● Your instructions
Take the line that contains "Target: black clothing" and each line after it in the material below, and transcribe them exactly, stopping at the end.

● Recorded data
# # # #

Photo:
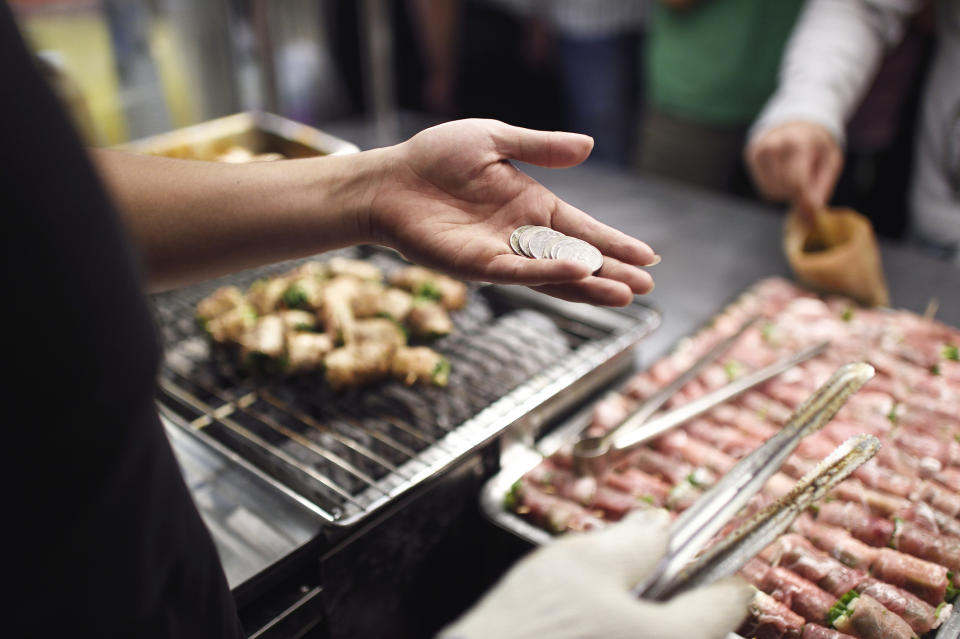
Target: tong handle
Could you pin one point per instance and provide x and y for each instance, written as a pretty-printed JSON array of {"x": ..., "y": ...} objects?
[
  {"x": 704, "y": 403},
  {"x": 693, "y": 529}
]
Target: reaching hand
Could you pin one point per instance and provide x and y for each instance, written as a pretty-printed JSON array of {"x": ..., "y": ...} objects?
[
  {"x": 797, "y": 161},
  {"x": 450, "y": 198},
  {"x": 579, "y": 586}
]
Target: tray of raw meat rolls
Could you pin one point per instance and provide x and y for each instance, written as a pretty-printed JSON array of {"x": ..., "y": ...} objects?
[{"x": 879, "y": 556}]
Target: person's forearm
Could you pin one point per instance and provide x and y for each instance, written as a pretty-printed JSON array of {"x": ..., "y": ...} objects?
[
  {"x": 194, "y": 220},
  {"x": 830, "y": 61}
]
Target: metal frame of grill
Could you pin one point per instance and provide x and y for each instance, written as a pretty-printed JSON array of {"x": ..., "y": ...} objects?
[{"x": 346, "y": 456}]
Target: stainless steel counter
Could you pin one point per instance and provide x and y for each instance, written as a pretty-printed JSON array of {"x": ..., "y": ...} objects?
[{"x": 713, "y": 247}]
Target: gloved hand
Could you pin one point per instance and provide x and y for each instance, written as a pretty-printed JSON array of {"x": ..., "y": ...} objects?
[{"x": 579, "y": 587}]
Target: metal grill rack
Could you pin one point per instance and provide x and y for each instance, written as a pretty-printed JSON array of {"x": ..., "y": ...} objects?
[{"x": 345, "y": 455}]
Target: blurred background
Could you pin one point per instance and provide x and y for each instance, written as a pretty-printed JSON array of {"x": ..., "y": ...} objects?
[{"x": 667, "y": 87}]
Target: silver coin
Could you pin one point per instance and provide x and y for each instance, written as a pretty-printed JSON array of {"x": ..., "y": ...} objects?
[
  {"x": 554, "y": 246},
  {"x": 539, "y": 239},
  {"x": 581, "y": 252},
  {"x": 514, "y": 237},
  {"x": 523, "y": 239}
]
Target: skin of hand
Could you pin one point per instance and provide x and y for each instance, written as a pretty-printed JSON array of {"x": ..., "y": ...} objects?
[
  {"x": 798, "y": 162},
  {"x": 453, "y": 197},
  {"x": 579, "y": 586},
  {"x": 448, "y": 198},
  {"x": 678, "y": 5}
]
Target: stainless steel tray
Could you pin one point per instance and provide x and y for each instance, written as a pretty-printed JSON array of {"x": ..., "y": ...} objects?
[
  {"x": 598, "y": 355},
  {"x": 520, "y": 457},
  {"x": 254, "y": 131}
]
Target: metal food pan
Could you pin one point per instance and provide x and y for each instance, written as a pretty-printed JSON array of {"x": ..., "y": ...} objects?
[
  {"x": 254, "y": 131},
  {"x": 600, "y": 348},
  {"x": 520, "y": 457}
]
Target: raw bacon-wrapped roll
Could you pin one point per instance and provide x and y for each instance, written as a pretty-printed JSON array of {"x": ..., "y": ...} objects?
[
  {"x": 798, "y": 555},
  {"x": 553, "y": 513},
  {"x": 423, "y": 282},
  {"x": 902, "y": 535},
  {"x": 925, "y": 579}
]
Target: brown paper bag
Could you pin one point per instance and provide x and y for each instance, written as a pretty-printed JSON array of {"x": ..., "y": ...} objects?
[{"x": 837, "y": 254}]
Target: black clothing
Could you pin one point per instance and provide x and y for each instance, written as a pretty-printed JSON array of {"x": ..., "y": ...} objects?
[{"x": 106, "y": 540}]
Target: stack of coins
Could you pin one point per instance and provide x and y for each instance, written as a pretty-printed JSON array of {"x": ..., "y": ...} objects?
[{"x": 540, "y": 242}]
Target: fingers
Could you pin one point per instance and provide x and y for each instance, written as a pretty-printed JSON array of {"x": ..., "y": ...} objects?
[
  {"x": 543, "y": 148},
  {"x": 797, "y": 161},
  {"x": 825, "y": 176},
  {"x": 592, "y": 290},
  {"x": 707, "y": 613},
  {"x": 612, "y": 243},
  {"x": 639, "y": 281},
  {"x": 625, "y": 552}
]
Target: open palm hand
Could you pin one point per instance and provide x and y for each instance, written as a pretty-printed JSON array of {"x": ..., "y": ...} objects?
[{"x": 452, "y": 198}]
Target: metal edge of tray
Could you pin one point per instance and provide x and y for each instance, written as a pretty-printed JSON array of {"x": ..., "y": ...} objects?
[
  {"x": 522, "y": 458},
  {"x": 539, "y": 399},
  {"x": 239, "y": 123},
  {"x": 532, "y": 404}
]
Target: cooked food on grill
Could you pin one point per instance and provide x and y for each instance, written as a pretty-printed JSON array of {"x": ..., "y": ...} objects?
[
  {"x": 422, "y": 282},
  {"x": 379, "y": 330},
  {"x": 358, "y": 364},
  {"x": 305, "y": 351},
  {"x": 337, "y": 315},
  {"x": 358, "y": 269},
  {"x": 880, "y": 557}
]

# # # #

● Exercise output
Target: black clothing
Could you pin one point per instance and provide x and y for each instance, written as a pretty-printed JSON array of {"x": ..., "y": ...} objects?
[{"x": 106, "y": 540}]
Target: stack of coins
Could you pin one point per instance and provide x and y for each instance, written as a pretty-printed JSON array of {"x": ..., "y": ...} objects?
[{"x": 540, "y": 242}]
Target: fingers
Could you pin one point per instance and provide x and y for each instance, written as a pretty-printed JSON array of {"x": ..., "y": ...} objects?
[
  {"x": 543, "y": 148},
  {"x": 797, "y": 161},
  {"x": 825, "y": 176},
  {"x": 592, "y": 290},
  {"x": 707, "y": 613},
  {"x": 612, "y": 243},
  {"x": 639, "y": 281},
  {"x": 625, "y": 552}
]
Target: open palm hand
Could you pin one point per instance and provide x and y for each instance, written as a pretty-printed JSON array of {"x": ..., "y": ...} objects?
[{"x": 452, "y": 198}]
Target: metal edge of tray
Could you pin one point per instance and provide x and y for each instance, written as a pretty-printed JSON array of {"x": ..., "y": ...} objects?
[
  {"x": 522, "y": 458},
  {"x": 539, "y": 399},
  {"x": 239, "y": 123},
  {"x": 532, "y": 404}
]
Target: cooked food on grill
Could you pin one point per instance and provide x and y for each instance, written as a pretty-printed JSON array of {"x": ..., "y": ...} objects?
[
  {"x": 422, "y": 282},
  {"x": 379, "y": 330},
  {"x": 358, "y": 364},
  {"x": 305, "y": 351},
  {"x": 337, "y": 315},
  {"x": 358, "y": 269},
  {"x": 880, "y": 557}
]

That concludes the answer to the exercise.